**Tasks for this exercise:**
1. For the essay on fiction and memory below, mark each statement yes or no according to whether it agrees with the essay, and quote the words that decide it: (a) The writer says almost everything they write can be traced to something they have lived through. (b) The writer recalls the exact image from the dream about a first teaching job. (c) The writer is sure someone fully understands why such old images come back in sleep.
2. Carry the essay on fiction and memory below further, starting right after its last sentence.

**Page:**
───
“I have seen a wicked and ruthless man
flourishing like a green tree in its native soil,
but he soon passed away and was no more;
though
I looked for him, he could not be found.”
People frequently ask me what’s real and what’s not real
in a piece of fiction, as if every character, every crack in the sidewalk,
every 20-second gap in dialogue is somehow prototyped. It isn’t, of course. In a story, nothing is true true, even
though, if I do my job well, everything is. Let me put that
another way: nothing that emerges from
the soul can be bereft of that from whence it came; everything in a story is
real in me—something I’ve seen or touched and imagined. Almost everything I write can be footnoted,
traced to something I’ve experienced.
A few mornings ago I woke up with a pleasant dream of my
first teaching job, 35 years ago. I
don’t remember the exact image, but somehow the slot machine my mind becomes in
sleep turned up an old classroom image from a stack I hadn’t thumbed through
for a long time. Why? Freud thought he knew and so have countless
others. But I’m not sure anyone does, at
least fully. Our experiences—both real
and imagined—never totally disappear, even though they're nowhere near our radar screens
for years.
───
**Data shown:**
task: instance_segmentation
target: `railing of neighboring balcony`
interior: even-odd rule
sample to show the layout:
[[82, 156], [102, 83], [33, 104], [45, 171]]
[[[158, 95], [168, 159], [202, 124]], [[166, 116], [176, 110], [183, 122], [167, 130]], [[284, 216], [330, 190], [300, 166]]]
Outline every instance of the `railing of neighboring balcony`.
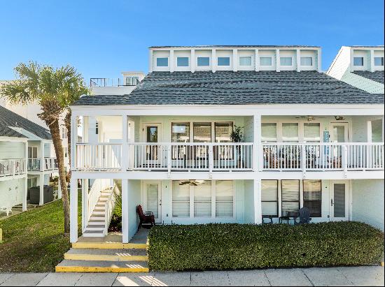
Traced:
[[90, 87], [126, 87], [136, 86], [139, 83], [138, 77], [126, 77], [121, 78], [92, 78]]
───
**Results of the tasks:**
1.
(a) Yes: "Almost everything I write can be footnoted, traced to something I’ve experienced."
(b) No: "I don’t remember the exact image"
(c) No: "But I’m not sure anyone does, at least fully."

2.
I take that back.
Some things definitely do. I’ll
never forget eating breakfast at a diner in the deep South the morning after
Martin Luther King was murdered. That
greasy spoon because it was a haven for rednecks who’d been partying all night
long, getting drunk on their joy about King’s death.
Years later, after I’d written a piece about that diner,
an old friend who was with me that morning told me he had absolutely no memory of
that place.
“You’re kidding?” I said.
“Nothing,” he told me, “but I’ll never forget stopping in
front of the Texas School Book Depository in Dallas. You remember that?”
For the life of me, even today, I have no memory of standing
at the place where John F. Kennedy had been shot only seven years before.
While our experiences shape us and shape what we write,
what we say, and even how we say it, isn’t it strange that we really don’t
control which of those experiences do the heavy lifting? We act—and are, most certainly, acted
upon.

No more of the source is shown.